_Provided entries_:

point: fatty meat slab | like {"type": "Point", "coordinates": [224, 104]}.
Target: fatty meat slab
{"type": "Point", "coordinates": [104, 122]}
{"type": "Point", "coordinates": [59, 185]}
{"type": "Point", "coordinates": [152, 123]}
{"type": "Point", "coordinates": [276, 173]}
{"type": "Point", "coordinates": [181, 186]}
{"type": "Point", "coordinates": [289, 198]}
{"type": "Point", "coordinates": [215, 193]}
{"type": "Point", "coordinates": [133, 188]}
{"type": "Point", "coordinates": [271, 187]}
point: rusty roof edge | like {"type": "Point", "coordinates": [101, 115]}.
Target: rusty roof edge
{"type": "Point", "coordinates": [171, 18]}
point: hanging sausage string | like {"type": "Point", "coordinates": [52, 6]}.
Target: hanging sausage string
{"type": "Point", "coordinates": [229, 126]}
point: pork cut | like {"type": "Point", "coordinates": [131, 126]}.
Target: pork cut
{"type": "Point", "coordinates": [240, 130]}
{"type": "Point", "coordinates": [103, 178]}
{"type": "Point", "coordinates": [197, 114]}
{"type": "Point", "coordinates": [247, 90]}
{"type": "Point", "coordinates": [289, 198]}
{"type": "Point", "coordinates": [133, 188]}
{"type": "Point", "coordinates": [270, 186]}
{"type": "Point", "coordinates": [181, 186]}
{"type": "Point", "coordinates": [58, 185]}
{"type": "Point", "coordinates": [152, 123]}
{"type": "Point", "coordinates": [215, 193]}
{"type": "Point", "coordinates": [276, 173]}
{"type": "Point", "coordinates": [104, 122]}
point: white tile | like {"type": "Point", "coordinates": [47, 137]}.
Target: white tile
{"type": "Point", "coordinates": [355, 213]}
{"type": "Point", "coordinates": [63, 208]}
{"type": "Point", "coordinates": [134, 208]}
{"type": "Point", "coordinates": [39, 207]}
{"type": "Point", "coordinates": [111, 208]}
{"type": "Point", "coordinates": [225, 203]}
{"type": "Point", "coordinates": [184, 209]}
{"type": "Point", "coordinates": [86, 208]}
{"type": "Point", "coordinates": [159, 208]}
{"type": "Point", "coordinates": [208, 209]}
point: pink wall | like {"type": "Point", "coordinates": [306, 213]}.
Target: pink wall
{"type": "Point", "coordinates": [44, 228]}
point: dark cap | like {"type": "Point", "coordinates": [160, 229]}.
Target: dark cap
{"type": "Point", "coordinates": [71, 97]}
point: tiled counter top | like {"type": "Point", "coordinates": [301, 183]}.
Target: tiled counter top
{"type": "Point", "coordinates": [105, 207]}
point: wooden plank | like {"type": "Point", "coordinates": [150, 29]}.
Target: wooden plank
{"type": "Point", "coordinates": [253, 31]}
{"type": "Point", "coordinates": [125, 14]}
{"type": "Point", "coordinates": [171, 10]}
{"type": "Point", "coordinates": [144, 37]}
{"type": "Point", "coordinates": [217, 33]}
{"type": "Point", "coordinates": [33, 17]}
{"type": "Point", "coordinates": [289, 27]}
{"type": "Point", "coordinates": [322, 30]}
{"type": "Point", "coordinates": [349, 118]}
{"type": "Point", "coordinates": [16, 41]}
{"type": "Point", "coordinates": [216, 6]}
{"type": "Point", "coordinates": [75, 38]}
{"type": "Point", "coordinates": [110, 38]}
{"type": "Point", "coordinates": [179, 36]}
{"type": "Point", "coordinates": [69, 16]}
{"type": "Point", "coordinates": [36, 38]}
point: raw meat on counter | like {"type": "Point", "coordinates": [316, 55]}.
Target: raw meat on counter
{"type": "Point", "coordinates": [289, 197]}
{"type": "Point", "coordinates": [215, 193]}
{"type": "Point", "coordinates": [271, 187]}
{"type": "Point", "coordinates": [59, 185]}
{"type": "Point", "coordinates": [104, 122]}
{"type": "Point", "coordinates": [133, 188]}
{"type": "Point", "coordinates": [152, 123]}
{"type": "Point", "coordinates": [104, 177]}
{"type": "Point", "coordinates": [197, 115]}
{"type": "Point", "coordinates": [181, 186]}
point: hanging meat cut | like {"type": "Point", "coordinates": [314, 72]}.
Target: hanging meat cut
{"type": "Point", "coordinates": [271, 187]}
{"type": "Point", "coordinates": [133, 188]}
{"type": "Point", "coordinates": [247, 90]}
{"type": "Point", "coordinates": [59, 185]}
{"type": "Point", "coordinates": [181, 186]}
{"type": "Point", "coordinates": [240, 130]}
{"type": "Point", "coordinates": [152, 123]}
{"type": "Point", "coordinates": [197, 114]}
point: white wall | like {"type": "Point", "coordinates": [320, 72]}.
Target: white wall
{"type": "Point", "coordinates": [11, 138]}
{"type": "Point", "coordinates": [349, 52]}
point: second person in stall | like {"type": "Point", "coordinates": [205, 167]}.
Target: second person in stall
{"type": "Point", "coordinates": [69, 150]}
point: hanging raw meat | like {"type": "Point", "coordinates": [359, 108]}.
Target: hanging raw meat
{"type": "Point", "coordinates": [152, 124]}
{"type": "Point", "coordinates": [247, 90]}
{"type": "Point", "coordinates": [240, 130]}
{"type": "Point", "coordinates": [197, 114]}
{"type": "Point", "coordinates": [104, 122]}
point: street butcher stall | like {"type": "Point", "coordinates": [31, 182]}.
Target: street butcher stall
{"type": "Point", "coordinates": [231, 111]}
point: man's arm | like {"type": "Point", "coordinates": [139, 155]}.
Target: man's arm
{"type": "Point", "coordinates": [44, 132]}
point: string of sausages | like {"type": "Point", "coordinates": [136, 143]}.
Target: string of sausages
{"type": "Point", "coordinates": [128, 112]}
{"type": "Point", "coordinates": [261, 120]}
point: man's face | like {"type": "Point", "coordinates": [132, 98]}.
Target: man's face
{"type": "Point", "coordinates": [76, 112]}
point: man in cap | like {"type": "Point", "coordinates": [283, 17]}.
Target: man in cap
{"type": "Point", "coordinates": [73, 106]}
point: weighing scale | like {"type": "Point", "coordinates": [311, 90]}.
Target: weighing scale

==

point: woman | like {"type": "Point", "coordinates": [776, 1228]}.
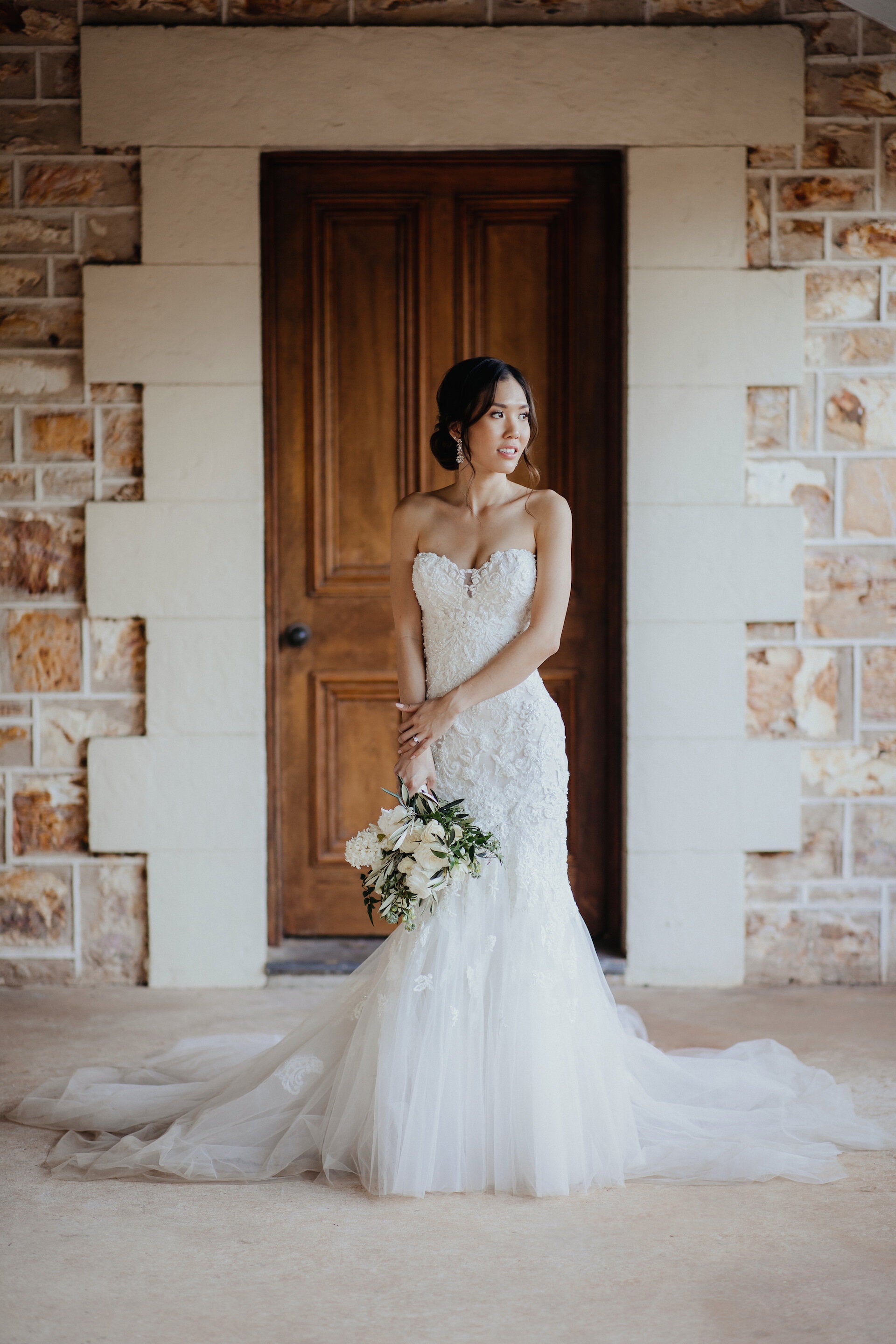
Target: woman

_Stated goal_: Rewrite the section of the data that opens with the line containing "point: street butcher" and closes with the line containing "Target: weighing scale", changing "man in cap" to "man in hat" and leaving everything else unchanged.

_Answer to this exercise_:
point: street butcher stall | like {"type": "Point", "coordinates": [31, 182]}.
Target: street butcher stall
{"type": "Point", "coordinates": [231, 111]}
point: man's arm | like {"type": "Point", "coordinates": [139, 155]}.
Target: man's arm
{"type": "Point", "coordinates": [44, 132]}
point: string of sausages | like {"type": "Point", "coordinates": [136, 143]}.
Target: string of sausages
{"type": "Point", "coordinates": [128, 112]}
{"type": "Point", "coordinates": [261, 120]}
point: man's face | like {"type": "Point", "coordinates": [132, 98]}.
Target: man's face
{"type": "Point", "coordinates": [76, 112]}
point: man in hat | like {"type": "Point", "coordinates": [283, 17]}.
Target: man in hat
{"type": "Point", "coordinates": [73, 106]}
point: weighing scale | like {"type": "Point", "coordinates": [311, 90]}.
Target: weighing scale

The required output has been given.